### Data supplied
────

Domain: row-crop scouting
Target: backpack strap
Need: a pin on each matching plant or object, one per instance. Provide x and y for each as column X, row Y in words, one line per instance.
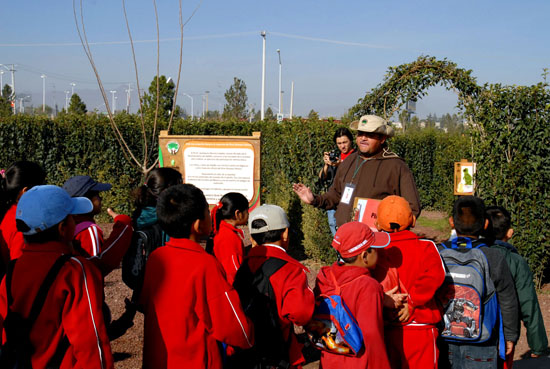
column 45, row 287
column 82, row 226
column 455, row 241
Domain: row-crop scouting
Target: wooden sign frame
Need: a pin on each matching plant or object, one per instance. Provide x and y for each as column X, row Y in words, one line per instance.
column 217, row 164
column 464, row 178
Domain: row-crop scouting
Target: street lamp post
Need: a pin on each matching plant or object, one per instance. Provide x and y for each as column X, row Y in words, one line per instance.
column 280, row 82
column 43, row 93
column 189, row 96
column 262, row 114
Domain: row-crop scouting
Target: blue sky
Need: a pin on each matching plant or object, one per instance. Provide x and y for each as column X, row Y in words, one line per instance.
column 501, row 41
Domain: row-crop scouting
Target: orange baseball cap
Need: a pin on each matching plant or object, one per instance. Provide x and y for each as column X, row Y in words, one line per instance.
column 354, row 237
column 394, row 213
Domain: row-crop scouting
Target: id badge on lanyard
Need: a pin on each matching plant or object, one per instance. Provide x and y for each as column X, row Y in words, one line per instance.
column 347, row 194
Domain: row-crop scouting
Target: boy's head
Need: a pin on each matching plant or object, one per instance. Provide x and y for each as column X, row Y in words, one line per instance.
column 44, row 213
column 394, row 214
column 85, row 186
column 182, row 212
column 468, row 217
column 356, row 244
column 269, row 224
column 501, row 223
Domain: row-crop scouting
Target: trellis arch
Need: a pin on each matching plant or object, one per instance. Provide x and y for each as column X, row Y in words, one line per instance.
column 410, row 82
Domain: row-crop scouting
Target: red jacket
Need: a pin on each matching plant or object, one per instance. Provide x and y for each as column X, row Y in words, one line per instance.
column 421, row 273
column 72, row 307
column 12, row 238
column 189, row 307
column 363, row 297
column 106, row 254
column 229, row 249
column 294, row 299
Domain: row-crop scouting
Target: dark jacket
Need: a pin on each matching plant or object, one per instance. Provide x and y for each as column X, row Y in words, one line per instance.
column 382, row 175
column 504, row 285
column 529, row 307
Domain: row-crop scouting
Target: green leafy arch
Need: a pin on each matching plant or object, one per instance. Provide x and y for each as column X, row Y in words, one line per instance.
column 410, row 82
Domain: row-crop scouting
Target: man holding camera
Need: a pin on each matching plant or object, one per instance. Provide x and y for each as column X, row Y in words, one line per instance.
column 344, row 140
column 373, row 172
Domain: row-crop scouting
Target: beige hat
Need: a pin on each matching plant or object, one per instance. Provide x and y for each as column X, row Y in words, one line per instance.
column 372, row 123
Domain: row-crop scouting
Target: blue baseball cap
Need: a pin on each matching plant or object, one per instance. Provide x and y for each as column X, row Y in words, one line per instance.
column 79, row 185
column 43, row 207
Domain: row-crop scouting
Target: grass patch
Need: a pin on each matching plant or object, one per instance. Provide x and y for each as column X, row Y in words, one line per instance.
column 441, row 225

────

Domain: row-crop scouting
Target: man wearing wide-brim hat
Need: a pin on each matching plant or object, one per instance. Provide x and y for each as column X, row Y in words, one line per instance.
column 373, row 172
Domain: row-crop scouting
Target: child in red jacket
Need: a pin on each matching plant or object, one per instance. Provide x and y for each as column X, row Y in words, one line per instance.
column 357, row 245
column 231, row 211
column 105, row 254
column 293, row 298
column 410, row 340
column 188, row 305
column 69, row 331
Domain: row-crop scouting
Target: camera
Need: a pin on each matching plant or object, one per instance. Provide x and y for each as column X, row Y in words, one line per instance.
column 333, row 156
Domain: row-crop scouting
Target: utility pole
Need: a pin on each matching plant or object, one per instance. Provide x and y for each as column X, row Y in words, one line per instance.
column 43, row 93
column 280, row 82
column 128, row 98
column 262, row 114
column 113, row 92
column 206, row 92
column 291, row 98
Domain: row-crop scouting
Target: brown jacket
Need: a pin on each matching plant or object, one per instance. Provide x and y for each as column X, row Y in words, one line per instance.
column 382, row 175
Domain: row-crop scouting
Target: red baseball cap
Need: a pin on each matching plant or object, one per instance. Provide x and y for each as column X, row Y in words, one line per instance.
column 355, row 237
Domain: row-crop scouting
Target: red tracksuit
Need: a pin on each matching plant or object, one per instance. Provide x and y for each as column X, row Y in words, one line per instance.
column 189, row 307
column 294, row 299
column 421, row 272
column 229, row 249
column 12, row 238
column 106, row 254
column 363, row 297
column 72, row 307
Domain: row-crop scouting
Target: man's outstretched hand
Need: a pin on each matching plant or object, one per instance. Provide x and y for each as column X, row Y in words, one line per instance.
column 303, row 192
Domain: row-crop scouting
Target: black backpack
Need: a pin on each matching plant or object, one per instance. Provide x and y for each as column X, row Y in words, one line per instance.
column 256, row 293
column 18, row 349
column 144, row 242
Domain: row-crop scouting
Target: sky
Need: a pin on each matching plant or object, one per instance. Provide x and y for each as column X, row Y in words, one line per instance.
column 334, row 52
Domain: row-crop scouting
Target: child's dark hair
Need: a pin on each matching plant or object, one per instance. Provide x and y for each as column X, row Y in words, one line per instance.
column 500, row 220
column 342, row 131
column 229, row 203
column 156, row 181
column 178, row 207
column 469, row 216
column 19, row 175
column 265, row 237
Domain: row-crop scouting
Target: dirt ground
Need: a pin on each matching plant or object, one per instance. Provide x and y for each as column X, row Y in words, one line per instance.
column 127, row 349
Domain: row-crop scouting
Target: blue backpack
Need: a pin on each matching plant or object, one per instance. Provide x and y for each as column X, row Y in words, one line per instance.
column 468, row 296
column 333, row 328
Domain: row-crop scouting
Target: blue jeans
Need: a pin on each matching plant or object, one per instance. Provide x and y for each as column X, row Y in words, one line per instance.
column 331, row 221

────

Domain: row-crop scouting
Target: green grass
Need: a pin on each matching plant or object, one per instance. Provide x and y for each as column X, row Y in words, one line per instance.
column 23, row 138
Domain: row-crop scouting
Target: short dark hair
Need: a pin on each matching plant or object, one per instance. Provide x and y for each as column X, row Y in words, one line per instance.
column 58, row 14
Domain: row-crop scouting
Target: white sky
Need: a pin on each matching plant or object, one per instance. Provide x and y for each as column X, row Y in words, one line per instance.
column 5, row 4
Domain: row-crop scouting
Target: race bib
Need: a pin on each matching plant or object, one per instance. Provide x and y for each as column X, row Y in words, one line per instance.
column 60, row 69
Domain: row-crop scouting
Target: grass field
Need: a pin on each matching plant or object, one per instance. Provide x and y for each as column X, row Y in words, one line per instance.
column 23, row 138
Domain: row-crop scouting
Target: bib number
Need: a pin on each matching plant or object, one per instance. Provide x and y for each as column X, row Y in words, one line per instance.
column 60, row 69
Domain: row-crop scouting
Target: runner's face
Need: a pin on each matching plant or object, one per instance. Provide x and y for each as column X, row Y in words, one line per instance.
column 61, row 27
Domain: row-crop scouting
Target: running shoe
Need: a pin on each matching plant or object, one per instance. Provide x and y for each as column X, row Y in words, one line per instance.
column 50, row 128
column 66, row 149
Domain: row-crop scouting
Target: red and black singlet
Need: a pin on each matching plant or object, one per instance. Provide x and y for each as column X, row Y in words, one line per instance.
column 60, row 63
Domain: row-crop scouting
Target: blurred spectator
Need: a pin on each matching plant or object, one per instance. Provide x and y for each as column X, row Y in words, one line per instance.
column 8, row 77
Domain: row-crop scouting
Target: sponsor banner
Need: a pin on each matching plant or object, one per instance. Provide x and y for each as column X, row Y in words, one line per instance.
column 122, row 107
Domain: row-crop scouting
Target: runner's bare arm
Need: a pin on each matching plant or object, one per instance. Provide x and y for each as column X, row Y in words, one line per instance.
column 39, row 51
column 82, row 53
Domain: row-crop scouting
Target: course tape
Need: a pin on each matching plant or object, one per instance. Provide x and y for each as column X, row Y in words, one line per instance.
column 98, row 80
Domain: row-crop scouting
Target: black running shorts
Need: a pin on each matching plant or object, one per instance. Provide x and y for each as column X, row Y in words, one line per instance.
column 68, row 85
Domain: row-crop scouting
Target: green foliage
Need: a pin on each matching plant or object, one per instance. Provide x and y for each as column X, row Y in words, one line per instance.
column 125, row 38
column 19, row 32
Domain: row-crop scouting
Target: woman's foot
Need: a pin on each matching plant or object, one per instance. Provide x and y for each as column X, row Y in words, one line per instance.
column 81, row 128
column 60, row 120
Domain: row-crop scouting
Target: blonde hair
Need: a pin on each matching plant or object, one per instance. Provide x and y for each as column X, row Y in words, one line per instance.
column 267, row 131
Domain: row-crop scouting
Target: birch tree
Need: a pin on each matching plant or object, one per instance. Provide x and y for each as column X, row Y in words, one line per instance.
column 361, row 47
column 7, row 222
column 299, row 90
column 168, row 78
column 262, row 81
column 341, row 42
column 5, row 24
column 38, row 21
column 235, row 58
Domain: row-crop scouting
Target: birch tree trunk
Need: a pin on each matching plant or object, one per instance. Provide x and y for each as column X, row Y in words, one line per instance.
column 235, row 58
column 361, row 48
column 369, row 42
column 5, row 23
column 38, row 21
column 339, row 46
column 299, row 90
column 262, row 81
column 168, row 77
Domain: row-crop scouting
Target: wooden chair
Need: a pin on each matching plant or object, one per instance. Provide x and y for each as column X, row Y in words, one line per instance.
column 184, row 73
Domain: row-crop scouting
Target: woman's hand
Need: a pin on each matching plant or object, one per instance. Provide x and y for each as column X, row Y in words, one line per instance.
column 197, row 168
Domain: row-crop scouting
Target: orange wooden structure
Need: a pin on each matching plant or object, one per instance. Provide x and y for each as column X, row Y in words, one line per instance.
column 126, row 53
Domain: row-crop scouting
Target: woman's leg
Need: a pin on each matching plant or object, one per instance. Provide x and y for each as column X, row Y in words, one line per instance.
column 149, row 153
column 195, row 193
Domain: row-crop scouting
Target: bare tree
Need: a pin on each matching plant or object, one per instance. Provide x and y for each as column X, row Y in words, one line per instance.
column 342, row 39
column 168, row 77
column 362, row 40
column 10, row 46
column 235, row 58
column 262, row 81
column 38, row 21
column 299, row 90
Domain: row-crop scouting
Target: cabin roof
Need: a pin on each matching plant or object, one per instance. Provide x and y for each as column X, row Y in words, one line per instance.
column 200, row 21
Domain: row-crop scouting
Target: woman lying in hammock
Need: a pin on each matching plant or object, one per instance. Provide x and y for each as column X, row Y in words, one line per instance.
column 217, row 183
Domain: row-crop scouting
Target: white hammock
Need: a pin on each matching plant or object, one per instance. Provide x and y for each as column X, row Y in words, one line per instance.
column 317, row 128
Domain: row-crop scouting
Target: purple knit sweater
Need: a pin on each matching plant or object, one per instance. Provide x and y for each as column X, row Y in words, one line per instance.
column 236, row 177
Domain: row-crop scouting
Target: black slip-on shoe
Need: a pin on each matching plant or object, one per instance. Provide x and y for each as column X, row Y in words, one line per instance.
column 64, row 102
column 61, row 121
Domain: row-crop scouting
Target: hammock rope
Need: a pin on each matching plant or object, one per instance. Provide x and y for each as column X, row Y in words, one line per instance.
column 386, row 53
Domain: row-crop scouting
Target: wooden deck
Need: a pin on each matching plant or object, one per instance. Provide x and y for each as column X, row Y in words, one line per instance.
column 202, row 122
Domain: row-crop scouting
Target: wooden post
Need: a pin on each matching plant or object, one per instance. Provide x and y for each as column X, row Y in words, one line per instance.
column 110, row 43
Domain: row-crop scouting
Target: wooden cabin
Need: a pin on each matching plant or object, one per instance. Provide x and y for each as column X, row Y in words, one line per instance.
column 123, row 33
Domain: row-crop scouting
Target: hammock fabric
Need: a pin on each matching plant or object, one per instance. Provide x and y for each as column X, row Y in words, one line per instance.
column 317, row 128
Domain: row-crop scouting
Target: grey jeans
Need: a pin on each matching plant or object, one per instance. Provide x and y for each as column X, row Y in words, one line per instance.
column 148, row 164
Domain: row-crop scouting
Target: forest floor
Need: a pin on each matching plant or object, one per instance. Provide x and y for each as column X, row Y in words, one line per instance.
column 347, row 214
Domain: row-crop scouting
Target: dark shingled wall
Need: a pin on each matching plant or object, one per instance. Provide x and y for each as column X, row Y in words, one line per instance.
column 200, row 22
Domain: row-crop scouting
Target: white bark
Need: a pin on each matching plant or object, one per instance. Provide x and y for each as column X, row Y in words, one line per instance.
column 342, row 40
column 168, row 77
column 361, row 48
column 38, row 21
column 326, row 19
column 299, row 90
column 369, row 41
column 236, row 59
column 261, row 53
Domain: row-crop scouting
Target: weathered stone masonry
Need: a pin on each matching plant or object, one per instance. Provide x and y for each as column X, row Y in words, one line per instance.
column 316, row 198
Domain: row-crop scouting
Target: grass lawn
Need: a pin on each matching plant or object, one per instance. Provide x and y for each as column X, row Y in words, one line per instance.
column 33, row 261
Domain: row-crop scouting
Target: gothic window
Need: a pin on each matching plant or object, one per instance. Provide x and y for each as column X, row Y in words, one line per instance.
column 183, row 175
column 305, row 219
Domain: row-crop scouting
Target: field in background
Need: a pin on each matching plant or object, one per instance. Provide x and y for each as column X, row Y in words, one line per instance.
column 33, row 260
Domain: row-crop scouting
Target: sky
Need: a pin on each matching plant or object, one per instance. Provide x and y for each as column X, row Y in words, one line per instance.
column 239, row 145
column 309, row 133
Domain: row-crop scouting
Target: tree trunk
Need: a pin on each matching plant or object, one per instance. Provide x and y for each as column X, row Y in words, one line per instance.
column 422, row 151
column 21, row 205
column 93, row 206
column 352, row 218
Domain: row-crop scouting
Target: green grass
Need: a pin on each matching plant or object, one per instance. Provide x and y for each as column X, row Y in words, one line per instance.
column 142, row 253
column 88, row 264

────

Show each line of the material above that contains the word "orange" and copy those lines in full.

Target: orange baseball cap
Target: orange wooden structure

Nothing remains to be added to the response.